- _Passage to read_
Project

General

Profile

Actions

Bug #7335

closed

librbd does not raise "Object Not Found", instead returning NUL bytes

Added by Florian Haas about 10 years ago. Updated about 10 years ago.

Status:
Won't Fix
Priority:
Normal
Assignee:
-
Category:
librbd
Target version:
-
% Done:

0%

Source:
Community (user)
Tags:
Backport:
Regression:
Severity:
2 - major
Reviewed:
Affected Versions:
ceph-qa-suite:
Pull request ID:
Crash signature (v1):
Crash signature (v2):

Description

Test case attached. test_remove_object fails. Prose description:

  • Create RBD image
  • Remove RADOS object belonging to that image
  • Read back image
  • Instead of raising "Object Not Found", rbd substitutes zeroes

Files

rbdtest.py (2.17 KB) rbdtest.py Florian Haas, 02/04/2014 09:32 AM
Actions #1

Updated by Florian Haas about 10 years ago

  • Description updated (diff)
Actions #2

Updated by Greg Farnum about 10 years ago

At present this is expected behavior. In order to raise an error we would need to know that the object was supposed to be present, and since RBD uses thin allocation and does not keep any kind of object index, we don't know if objects should be present or not. Instead we rely on RADOS for data integrity. Do you have some reason to believe that
1) we can't rely on RADOS for that, and
2) returning an error is better than not? (I guess that a real disk would keep attempting to read until it hits a timeout and reports that?)
(I've pushed for an index in the past so that it's cheaper to remove images and figure out where we need to go to look up data when they're layered, but it would not be a trivial change at this point.)

Actions #3

Updated by Florian Haas about 10 years ago

Greg Farnum wrote:

At present this is expected behavior. In order to raise an error we would need to know that the object was supposed to be present, and since RBD uses thin allocation and does not keep any kind of object index, we don't know if objects should be present or not. Instead we rely on RADOS for data integrity. Do you have some reason to believe that
1) we can't rely on RADOS for that, and

The "OSDs zapping xattrs when they get too large" issue (is there a Redmine bug for that?) has somewhat shaken my confidence in RADOS being the only line of defense safeguarding my data. Having an additional layer ensuring that my data is still what I think it is would certainly be nice.

Surely librbd calls map to underlying librados calls, and RBD addressing an object that simply isn't there sounds like a condition that can be caught and handled more elegantly than returning NULs. Right?

- _Data to use_
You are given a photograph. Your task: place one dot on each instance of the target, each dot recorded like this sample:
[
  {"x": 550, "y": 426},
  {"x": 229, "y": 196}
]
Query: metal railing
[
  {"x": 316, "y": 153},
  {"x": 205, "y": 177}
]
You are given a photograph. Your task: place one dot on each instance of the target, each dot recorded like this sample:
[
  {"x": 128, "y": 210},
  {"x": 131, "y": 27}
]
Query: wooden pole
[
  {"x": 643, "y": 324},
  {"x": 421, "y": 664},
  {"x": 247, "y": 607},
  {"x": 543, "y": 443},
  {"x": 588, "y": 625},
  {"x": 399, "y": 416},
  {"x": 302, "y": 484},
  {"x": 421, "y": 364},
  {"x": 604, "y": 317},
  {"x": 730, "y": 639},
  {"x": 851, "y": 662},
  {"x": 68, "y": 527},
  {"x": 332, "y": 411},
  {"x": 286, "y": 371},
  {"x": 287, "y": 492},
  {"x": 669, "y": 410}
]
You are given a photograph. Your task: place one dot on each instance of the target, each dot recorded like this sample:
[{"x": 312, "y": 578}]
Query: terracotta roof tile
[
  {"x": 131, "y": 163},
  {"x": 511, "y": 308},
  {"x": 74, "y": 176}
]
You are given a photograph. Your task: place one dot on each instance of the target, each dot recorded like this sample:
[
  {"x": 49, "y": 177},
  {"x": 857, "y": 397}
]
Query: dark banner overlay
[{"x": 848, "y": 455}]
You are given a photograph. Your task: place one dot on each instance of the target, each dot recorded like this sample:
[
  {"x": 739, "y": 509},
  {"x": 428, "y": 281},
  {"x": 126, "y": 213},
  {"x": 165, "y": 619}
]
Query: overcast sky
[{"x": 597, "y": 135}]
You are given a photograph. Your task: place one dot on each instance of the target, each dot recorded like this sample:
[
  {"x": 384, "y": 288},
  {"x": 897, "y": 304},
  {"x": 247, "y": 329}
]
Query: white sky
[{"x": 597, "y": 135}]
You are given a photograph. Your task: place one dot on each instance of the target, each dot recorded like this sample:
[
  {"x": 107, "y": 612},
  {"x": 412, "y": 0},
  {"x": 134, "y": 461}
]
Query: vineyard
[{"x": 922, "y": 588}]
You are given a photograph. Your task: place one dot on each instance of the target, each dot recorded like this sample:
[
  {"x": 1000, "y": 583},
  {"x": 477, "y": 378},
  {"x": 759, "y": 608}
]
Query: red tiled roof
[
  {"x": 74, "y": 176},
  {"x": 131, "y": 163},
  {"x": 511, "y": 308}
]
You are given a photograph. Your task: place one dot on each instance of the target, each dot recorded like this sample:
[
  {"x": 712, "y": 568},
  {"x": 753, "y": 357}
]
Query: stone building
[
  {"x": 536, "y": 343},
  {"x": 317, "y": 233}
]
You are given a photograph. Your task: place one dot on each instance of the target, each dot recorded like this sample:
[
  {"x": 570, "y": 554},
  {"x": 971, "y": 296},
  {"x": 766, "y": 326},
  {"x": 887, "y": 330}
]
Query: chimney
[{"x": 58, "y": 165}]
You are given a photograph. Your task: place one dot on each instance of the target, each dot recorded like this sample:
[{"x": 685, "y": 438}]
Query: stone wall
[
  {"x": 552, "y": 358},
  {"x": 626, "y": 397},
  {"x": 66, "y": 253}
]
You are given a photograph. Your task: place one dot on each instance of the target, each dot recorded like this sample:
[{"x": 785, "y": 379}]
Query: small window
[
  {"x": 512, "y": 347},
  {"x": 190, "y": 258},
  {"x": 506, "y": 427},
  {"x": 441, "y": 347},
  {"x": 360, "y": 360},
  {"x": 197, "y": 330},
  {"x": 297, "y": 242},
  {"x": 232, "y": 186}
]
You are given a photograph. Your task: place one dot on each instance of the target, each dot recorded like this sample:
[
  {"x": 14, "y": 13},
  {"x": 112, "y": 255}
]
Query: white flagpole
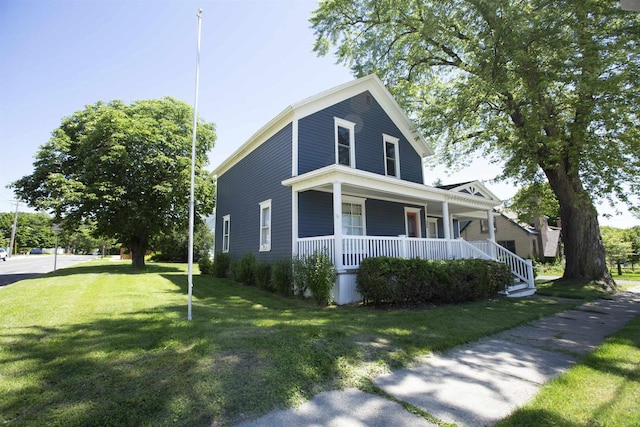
[{"x": 193, "y": 169}]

- _Tasks_
**A.** Return every line of the entries that contains the string "stone".
**B.** Write what comes next in the librbd bug thread, starting after its final line.

- _Solved problems_
**A.**
Query: stone building
Query: stone wall

**B.**
2) returning an error is better than not? (I guess that a real disk would keep attempting to read until it hits a timeout and reports that?)

Yes, you are obviously correct that any "Object Not Found" error should be raised only after a timeout expires -- but as far as I recall, librados already does block on objects being unavailable because they are unfound or they are part of a stuck PG.

Actions #4

Updated by Greg Farnum about 10 years ago

Nonexistent objects are defined as zeros in RBD. We'd have to distinguish between deliberately nonexistent and lost within RBD itself to do what you're asking (thus, the index I referenced).

Actions #5

Updated by Florian Haas about 10 years ago

Nonexistent objects are defined as zeros in RBD.

Erm, OK. I take it that this is also how TRIM/DISCARD is implemented, you just drop the object?

We'd have to distinguish between deliberately nonexistent and lost within RBD itself to do what you're asking (thus, the index I referenced).

Probably. Now, in the present state of things, under which of the below-listed circumstances does RBD return NUL bytes?

  • Object does not exist in RADOS (confirmed)
  • Object is part of a stuck PG
  • Object is unreadable in all OSDs (missing user.ceph.* xattrs, for example)
  • Object is unfound

I think it would be counterintuitive if rbd blocked on the latter three, but silently returned NUL on the first one. However, it would be utterly frightening if RBD returned NULs for all four.

Actions #6

Updated by Greg Farnum about 10 years ago

Just the first; as you say, it's how we do TRIM and that implementation is very common behavior among storage systems.

Actions #7

Updated by Florian Haas about 10 years ago

OK. Now the recent rgw/xattr bug has shown that it is possible for a Ceph application to mess up objects so badly that manual recovery is the only option (I believe you referred to it as a "hack job" in #ceph). What if at some point an OSD/RADOS/rbd bug just zaps objects or renders their corresponding filestore files unreadable? In that case I'd really like my VMs (most people's primary use case for RBD) to grind to a halt, rather than believing everything is hunky dory and be fed zeroes. Agree/disagree?

Actions #8

Updated by Greg Farnum about 10 years ago

There's a big difference between what happens if the objects get zapped versus rendered unreadable — if unreadable, the read hangs. If it gets zapped, I honestly have no idea what the "desired behavior" would be, but I suspect you're right that it's some kind of hang or error code. I'm just letting you know that the solution would require an RBD storage architecture change, and I don't know that anybody's going to prioritize this (unlikely) scenario highly enough for that to happen.
(In particular, if RADOS randomly deletes objects we're screwed by a lot more than VMs getting back erroneously-zeroed data. It's just as easy to construct a hypothetical scenario where RBD erroneously deletes the object and marks it as correctly deleted as it is to construct one where it deletes blocks incorrectly.)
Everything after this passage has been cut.